L’attention est une partie essentielle de l’esprit de la conversation, elle ne doit pas consister seulement à ne rien perdre de ce que disent les autres, il faut qu’elle soit d’un caractére à en être aperçue, qu’ils découvrent qu’elle n’est pas uniquement l’effet de la politesse, mais d’un panchant qu’on se trouve à les entendre ; & le désir de plaire donne cette disposition obligeante ; non qu’il la porte jusqu’à la fadeur, ni qu’un même sourire applaudisse aux lieux communs, ainsi qu’aux idées riantes, ou ingénieuses : il sait, sans fausseté, garder les intervalles différens entre la fade complaisance, & la sécheresse mortifiante, qu’il évite toujours. Il prête une attention plus marquée à l’homme, plus digne d’être écouté, sans celui qui en le méritant moins, désire autant de l’être, puisse se plaindre de la maniére dont il l’est à son tour. Il ne laissera pas échaper les momens où l’esprit de l’un se dévelopant d’une maniére supérieure, exige qu’on se livre entiérement à le suivre ; & lorsque l’entretien du dernier lui devient à charge, il trouve que c’est un inconvénient de plus, & non un dédommagement, que de s’attirer sa haine, en lui faisant sentir le malheur qu’il a de l’ennuyer.

● ● ●

=== Consigne 1 ===
Recopiez intégralement, sans la moindre modification, l'extrait sur l'attention dans la conversation.

● ● ●

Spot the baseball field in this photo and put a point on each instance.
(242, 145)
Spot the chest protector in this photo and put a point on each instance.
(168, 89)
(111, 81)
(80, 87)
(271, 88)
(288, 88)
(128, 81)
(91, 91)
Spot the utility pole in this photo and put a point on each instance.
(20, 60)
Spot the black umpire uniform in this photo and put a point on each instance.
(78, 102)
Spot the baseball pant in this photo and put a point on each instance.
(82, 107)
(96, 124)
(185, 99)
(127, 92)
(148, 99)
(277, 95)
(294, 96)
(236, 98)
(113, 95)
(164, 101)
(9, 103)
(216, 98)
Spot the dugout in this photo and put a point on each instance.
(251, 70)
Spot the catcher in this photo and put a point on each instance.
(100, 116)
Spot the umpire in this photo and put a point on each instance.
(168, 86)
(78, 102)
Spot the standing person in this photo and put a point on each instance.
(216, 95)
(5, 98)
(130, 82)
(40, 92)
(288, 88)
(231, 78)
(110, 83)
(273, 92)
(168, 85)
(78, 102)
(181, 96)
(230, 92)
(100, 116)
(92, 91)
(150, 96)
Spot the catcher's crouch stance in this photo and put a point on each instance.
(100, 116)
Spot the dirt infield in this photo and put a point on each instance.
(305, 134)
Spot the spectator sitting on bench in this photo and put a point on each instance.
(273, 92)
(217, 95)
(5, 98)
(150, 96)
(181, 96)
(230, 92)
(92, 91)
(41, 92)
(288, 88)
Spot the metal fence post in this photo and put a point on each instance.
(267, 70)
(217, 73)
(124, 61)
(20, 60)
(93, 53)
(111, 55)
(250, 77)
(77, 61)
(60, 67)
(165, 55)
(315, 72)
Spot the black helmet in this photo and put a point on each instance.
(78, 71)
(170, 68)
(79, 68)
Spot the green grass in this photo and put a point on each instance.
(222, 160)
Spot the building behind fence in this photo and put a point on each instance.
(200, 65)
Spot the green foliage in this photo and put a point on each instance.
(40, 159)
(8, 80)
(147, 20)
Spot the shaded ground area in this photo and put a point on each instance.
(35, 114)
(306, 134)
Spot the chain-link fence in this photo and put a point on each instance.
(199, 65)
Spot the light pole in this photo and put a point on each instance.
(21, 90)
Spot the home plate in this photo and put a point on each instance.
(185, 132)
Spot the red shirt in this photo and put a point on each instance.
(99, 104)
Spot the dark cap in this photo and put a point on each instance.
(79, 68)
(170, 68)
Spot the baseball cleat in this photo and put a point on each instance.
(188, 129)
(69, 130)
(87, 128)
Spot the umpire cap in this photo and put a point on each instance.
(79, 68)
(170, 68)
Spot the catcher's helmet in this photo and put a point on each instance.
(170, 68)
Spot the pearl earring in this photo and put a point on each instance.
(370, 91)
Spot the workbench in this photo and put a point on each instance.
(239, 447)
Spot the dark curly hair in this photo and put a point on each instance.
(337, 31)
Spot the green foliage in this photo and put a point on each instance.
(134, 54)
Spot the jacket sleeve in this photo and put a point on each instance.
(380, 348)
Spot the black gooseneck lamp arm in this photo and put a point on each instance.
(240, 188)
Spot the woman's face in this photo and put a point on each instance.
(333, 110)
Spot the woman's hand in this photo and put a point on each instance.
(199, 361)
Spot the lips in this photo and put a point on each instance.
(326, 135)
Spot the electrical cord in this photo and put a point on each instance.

● ● ●

=== Consigne 2 ===
Transformez en liste JSON de chaînes les lignes des enregistrements, de celle qui contient « Spot the dark curly » jusqu'à la dernière ligne des enregistrements, toutes deux incluses. Donnez une chaîne par ligne, sans les lignes vides.

=== Réponse attendue 1 ===
L’attention est une partie essentielle de l’esprit de la conversation, elle ne doit pas consister seulement à ne rien perdre de ce que disent les autres, il faut qu’elle soit d’un caractére à en être aperçue, qu’ils découvrent qu’elle n’est pas uniquement l’effet de la politesse, mais d’un panchant qu’on se trouve à les entendre ; & le désir de plaire donne cette disposition obligeante ; non qu’il la porte jusqu’à la fadeur, ni qu’un même sourire applaudisse aux lieux communs, ainsi qu’aux idées riantes, ou ingénieuses : il sait, sans fausseté, garder les intervalles différens entre la fade complaisance, & la sécheresse mortifiante, qu’il évite toujours. Il prête une attention plus marquée à l’homme, plus digne d’être écouté, sans celui qui en le méritant moins, désire autant de l’être, puisse se plaindre de la maniére dont il l’est à son tour. Il ne laissera pas échaper les momens où l’esprit de l’un se dévelopant d’une maniére supérieure, exige qu’on se livre entiérement à le suivre ; & lorsque l’entretien du dernier lui devient à charge, il trouve que c’est un inconvénient de plus, & non un dédommagement, que de s’attirer sa haine, en lui faisant sentir le malheur qu’il a de l’ennuyer.

=== Réponse attendue 2 ===
[
  "Spot the dark curly hair in this photo and put a point on each instance.",
  "(337, 31)",
  "Spot the green foliage in this photo and put a point on each instance.",
  "(134, 54)",
  "Spot the jacket sleeve in this photo and put a point on each instance.",
  "(380, 348)",
  "Spot the black gooseneck lamp arm in this photo and put a point on each instance.",
  "(240, 188)",
  "Spot the woman's face in this photo and put a point on each instance.",
  "(333, 110)",
  "Spot the woman's hand in this photo and put a point on each instance.",
  "(199, 361)",
  "Spot the lips in this photo and put a point on each instance.",
  "(326, 135)",
  "Spot the electrical cord in this photo and put a point on each instance."
]